From Alan Turing to Future Artificial Intelligences – Reading Security Signals

The notion that the time we are living in now is “unprecedented” is a common one, but historians and philosophers alike will happily note that things are rarely so different that we can’t learn a lot from the past. Despite IT often being dominated by forward-thinking individuals developing novel and innovative new designs, a lot of the problems and potential solutions for IT security are ones that have stood the test of time. With that in mind, I’m hoping you’ll all indulge with me for a trip back nearly a century to explore an IT problem that remains true to this day.

The Halting Problem

In 1936, Alan Turing, oft considered to be one of the fathers of modern computer science, proved an important concept for modern computer science that is generally referred to as the “Halting Problem." In effect, this problem explores the idea that there is no algorithmic way to determine if the program will ever complete, as any algorithm to evaluate the completion could be made to contradict itself. Fast forward to 1987 and Fred Cohen’s “Computer Viruses: Theory and experiments." Building from Turing’s intractable problem, Cohen effectively demonstrates that it's impossible to determine whether a piece of a program is malicious or not by inspection alone. This is something familiar for many of the security researchers who have played cat and mouse with vulnerability makers for years, trying to counter virus and malware payloads built to vary just enough to evade detection. Cohen stipulated some “unanswerable” issues for virus scanning:

Detection of a virus by its appearance
Detection of a virus by its behavior
Detection of an evolution of a known virus
Detection of a triggering mechanism by its appearance
Detection of a triggering mechanism by its behavior
Detection of an evolution of a known triggering mechanism
Detection of a virus detector by its appearance
Detection of a viral detector by its behavior
Detection of an evolution of a known viral detector

90 years on, and it's still a problem

Given this challenge, you might think that it’s an impossible war to win. Much of the AV sector still leverages a database-of-patterns-based approach to identifying many vulnerabilities, looking at file attributes but not able to evaluate their true intentions. As a result, you might consider the progress made in this area to be relatively slight. But this is actually far from the truth thanks to a combination of ever-improving technology. For virus detection, pattern checking does in fact remain an effective part of the toolkit to detect viral payloads; malicious software makers still have to put effort into tricking such systems and, as a result, are still often caught simply by having matching file signatures. More importantly, computing performance and the prevalence of high-speed networking ensures that patterns can be more easily checked (certainly in comparison to 1936). But the real innovation has been adding more signals to the detection systems that can better help to determine malicious from benign.

*EXERCISE SET*
1. Write out a passage of the article word for word: begin at the words "From Alan Turing" and stop after "to this day.".
2. Can you sum up the article in two sentences?
The items that come next are separate material from the article.

*LISTED ENTRIES*
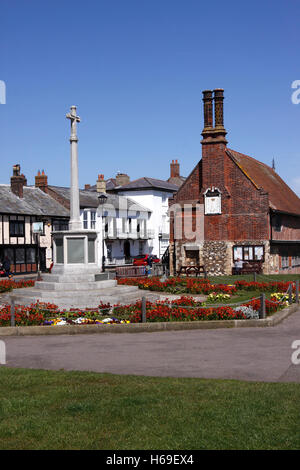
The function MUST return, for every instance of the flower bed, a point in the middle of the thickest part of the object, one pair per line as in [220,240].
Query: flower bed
[49,314]
[187,309]
[177,285]
[183,309]
[8,285]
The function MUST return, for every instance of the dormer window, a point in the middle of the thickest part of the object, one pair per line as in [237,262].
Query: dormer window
[212,201]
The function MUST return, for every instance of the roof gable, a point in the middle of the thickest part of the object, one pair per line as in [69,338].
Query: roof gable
[148,183]
[33,202]
[281,196]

*TASK ANSWERS*
1.
From Alan Turing to Future Artificial Intelligences – Reading Security Signals

The notion that the time we are living in now is “unprecedented” is a common one, but historians and philosophers alike will happily note that things are rarely so different that we can’t learn a lot from the past. Despite IT often being dominated by forward-thinking individuals developing novel and innovative new designs, a lot of the problems and potential solutions for IT security are ones that have stood the test of time. With that in mind, I’m hoping you’ll all indulge with me for a trip back nearly a century to explore an IT problem that remains true to this day.

2. Building on Alan Turing's 1936 Halting Problem, Fred Cohen showed in 1987 that it is impossible to tell whether a program is malicious by inspection alone, and he listed several "unanswerable" issues for virus scanning. Ninety years on the problem remains, yet pattern checking still catches malicious software, faster computing and networking make patterns easier to check, and the real innovation has been adding more signals to detection systems.